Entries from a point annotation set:
>> START

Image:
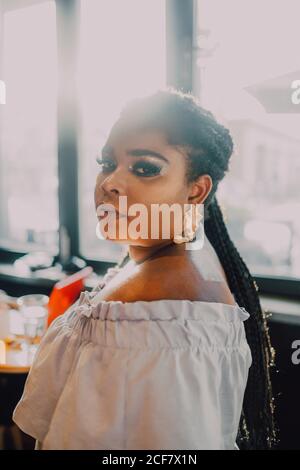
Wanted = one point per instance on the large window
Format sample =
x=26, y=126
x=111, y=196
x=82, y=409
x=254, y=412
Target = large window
x=122, y=54
x=246, y=57
x=28, y=147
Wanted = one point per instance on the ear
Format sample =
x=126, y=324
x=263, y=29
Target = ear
x=200, y=189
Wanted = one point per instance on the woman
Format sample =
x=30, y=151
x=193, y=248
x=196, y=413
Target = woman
x=157, y=356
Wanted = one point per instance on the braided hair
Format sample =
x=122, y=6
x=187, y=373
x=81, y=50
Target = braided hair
x=209, y=146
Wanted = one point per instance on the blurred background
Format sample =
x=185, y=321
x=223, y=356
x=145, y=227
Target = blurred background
x=66, y=69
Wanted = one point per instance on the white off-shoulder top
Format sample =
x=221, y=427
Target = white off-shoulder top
x=164, y=374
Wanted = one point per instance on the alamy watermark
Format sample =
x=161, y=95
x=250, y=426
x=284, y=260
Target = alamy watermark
x=133, y=222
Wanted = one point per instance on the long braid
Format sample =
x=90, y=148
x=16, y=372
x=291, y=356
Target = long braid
x=208, y=146
x=258, y=403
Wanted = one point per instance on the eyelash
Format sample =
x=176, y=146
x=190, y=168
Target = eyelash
x=148, y=166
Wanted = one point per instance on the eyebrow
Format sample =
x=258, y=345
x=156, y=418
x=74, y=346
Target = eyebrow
x=146, y=152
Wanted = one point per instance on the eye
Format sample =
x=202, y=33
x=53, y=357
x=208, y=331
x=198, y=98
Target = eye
x=145, y=169
x=106, y=165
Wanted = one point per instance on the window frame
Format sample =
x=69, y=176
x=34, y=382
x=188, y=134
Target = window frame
x=179, y=65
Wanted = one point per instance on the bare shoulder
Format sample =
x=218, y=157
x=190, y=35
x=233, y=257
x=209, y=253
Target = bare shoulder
x=167, y=278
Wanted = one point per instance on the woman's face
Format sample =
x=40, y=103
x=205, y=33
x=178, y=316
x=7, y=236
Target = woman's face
x=142, y=166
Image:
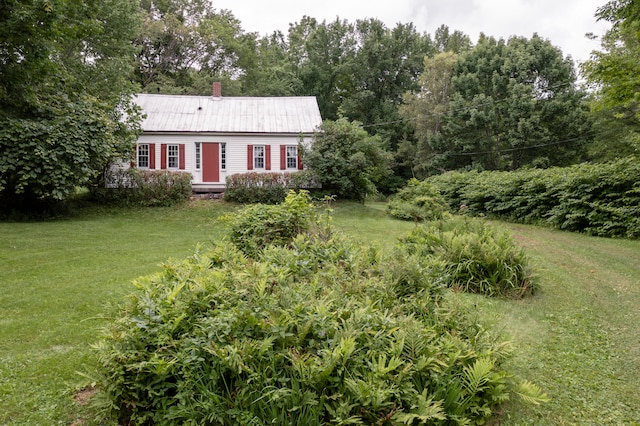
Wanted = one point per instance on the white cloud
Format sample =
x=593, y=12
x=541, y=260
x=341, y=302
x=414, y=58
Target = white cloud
x=563, y=22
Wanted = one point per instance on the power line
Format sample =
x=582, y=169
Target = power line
x=464, y=109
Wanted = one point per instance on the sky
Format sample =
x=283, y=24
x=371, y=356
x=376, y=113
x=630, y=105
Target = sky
x=563, y=22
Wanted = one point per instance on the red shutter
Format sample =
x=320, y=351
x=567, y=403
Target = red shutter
x=134, y=160
x=152, y=156
x=283, y=157
x=249, y=157
x=267, y=153
x=163, y=156
x=181, y=156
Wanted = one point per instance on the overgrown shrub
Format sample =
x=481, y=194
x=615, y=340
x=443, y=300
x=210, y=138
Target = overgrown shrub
x=471, y=256
x=599, y=199
x=418, y=201
x=306, y=335
x=260, y=225
x=265, y=188
x=136, y=187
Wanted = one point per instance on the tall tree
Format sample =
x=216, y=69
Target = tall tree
x=615, y=74
x=347, y=160
x=323, y=56
x=424, y=110
x=185, y=43
x=65, y=109
x=386, y=65
x=514, y=103
x=446, y=41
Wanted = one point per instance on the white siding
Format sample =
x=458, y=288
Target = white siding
x=236, y=150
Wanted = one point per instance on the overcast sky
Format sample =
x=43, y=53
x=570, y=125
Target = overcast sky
x=563, y=22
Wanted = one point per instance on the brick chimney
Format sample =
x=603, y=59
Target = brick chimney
x=216, y=89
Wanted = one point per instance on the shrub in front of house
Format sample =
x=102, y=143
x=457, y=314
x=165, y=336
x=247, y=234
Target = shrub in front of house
x=265, y=188
x=322, y=330
x=136, y=187
x=418, y=201
x=472, y=256
x=259, y=225
x=598, y=199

>> END

:: TASK ::
Starting at the top of the rows and stopping after the line that contains "x=146, y=152", write every line out again, requests included, with each answer coordinate multiplied by 2.15 and rounded to a whole number, halves rounding up. Keep the numbers in the requests and format samples unchanged, and leave the pictures out.

:: RESULT OF THIS EXERCISE ::
Image:
Wanted = one point per instance on the large window
Format sample =
x=26, y=126
x=111, y=196
x=82, y=409
x=254, y=412
Target = large window
x=262, y=116
x=529, y=123
x=60, y=316
Wanted = one point per instance on the ear
Format sample =
x=126, y=324
x=263, y=29
Target = ear
x=430, y=406
Wanted = one point per instance on the woman
Format sample =
x=30, y=151
x=193, y=248
x=196, y=413
Target = woman
x=338, y=765
Wanted = one point per instance on the braided hair
Format sample =
x=122, y=6
x=187, y=373
x=81, y=50
Target = braided hair
x=449, y=314
Wanted = one point per instance on the blurred background
Format sample =
x=185, y=321
x=223, y=356
x=145, y=227
Target = blurred background
x=142, y=148
Wanted = one point per instance on the white off-shoulder top
Format sample =
x=221, y=427
Target = white off-shoulder top
x=353, y=804
Wanted = one point per instance on the alamy watermark
Format sample =
x=161, y=95
x=250, y=426
x=284, y=260
Target = alamy watermark
x=286, y=477
Wanted = one point per instance on the long braid
Format sample =
x=90, y=148
x=16, y=372
x=291, y=356
Target = long braid
x=447, y=314
x=555, y=866
Wanted = one point per instance on the eyelash
Format sample =
x=176, y=146
x=190, y=168
Target = eyelash
x=318, y=357
Wanted = one point per instance on the eyebrow
Format sample =
x=258, y=345
x=156, y=418
x=74, y=346
Target = eyebrow
x=314, y=327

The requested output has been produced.